# Source records
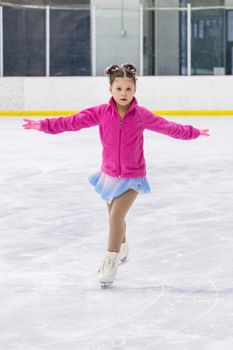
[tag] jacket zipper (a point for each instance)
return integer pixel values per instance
(119, 150)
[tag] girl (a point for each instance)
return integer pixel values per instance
(123, 171)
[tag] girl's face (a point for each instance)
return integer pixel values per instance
(123, 90)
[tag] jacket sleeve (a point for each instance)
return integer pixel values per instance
(84, 119)
(178, 131)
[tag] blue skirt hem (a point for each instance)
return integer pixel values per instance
(110, 187)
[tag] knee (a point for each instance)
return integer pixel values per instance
(115, 217)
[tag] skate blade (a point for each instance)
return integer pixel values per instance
(105, 284)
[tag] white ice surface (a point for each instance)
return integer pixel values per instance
(176, 291)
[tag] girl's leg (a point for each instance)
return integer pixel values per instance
(124, 231)
(119, 208)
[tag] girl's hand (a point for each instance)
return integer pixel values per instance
(205, 132)
(31, 124)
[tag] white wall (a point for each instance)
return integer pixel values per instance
(156, 93)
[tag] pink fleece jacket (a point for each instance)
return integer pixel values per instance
(122, 139)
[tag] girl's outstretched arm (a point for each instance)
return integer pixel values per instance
(31, 124)
(86, 118)
(204, 132)
(170, 128)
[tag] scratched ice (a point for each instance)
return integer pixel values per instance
(176, 291)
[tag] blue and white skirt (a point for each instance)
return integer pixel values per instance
(109, 187)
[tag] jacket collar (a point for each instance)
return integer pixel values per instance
(133, 105)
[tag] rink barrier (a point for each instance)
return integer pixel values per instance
(192, 113)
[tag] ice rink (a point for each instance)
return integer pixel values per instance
(176, 291)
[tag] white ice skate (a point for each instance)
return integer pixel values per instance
(108, 269)
(124, 251)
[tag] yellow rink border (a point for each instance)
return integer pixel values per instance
(42, 113)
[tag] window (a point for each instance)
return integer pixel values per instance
(70, 48)
(23, 41)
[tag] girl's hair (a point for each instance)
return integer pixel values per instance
(125, 70)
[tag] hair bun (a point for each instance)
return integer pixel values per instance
(129, 67)
(111, 69)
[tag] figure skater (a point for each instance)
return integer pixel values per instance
(122, 175)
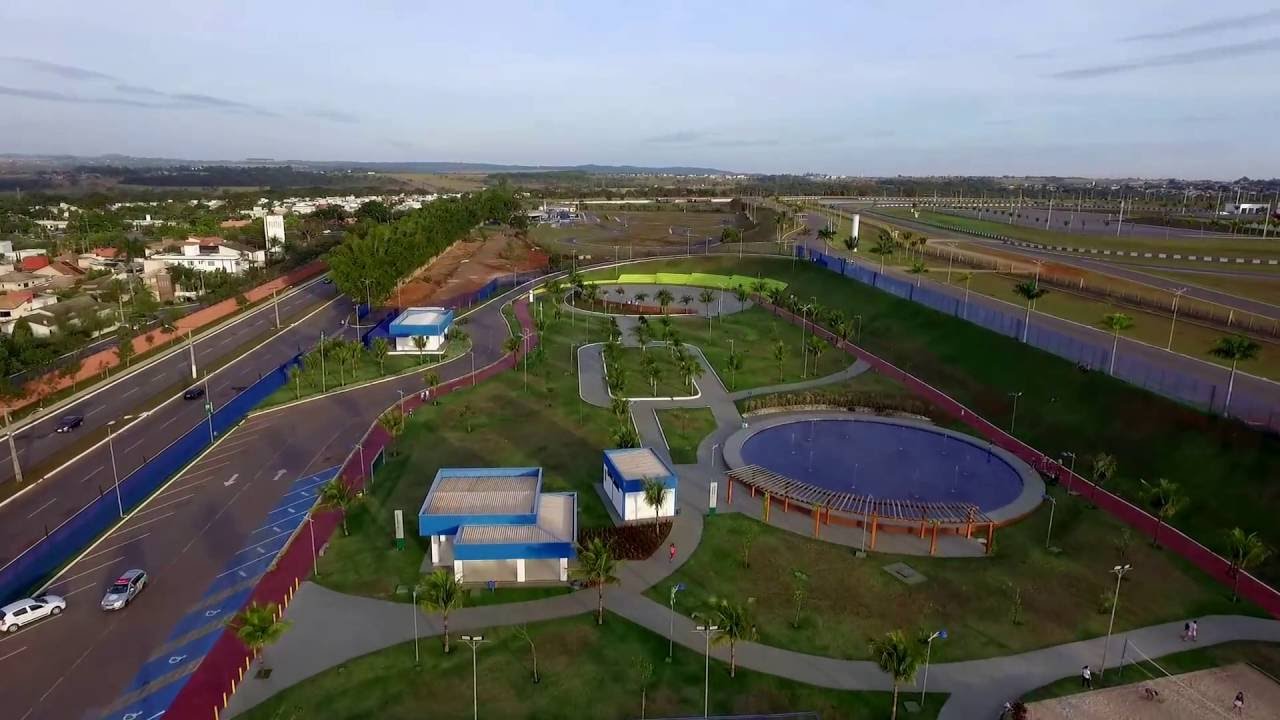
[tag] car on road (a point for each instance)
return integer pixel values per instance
(124, 589)
(28, 610)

# What is needed
Begin with the line containing "[tag] rink barrier" and end with the last line of the material above; return exactly those lines, both ends included, and omit all pictures.

# Solution to this problem
[tag] rink barrier (a point for each instance)
return integer pixel values per instance
(192, 113)
[tag] ice rink (a point for each instance)
return integer pixel values per instance
(176, 291)
[tag] white ice skate (a point for each instance)
return integer pixel values per instance
(108, 269)
(124, 251)
[tag] yellow rink border (a point for each instance)
return integer pixel values per instance
(42, 113)
[tag] window (a point for each instance)
return integer pixel values per instance
(70, 48)
(23, 41)
[tag] girl's hair (a point for each instance)
return integer pixel values per instance
(125, 70)
[tag] hair bun (a point for each instance)
return integer pixel values per instance
(129, 67)
(111, 69)
[tag] figure skater (a point for each instance)
return integer pixel values per instance
(122, 175)
[tag] car on road (a point for each instance)
return integer pixel values per instance
(124, 589)
(28, 610)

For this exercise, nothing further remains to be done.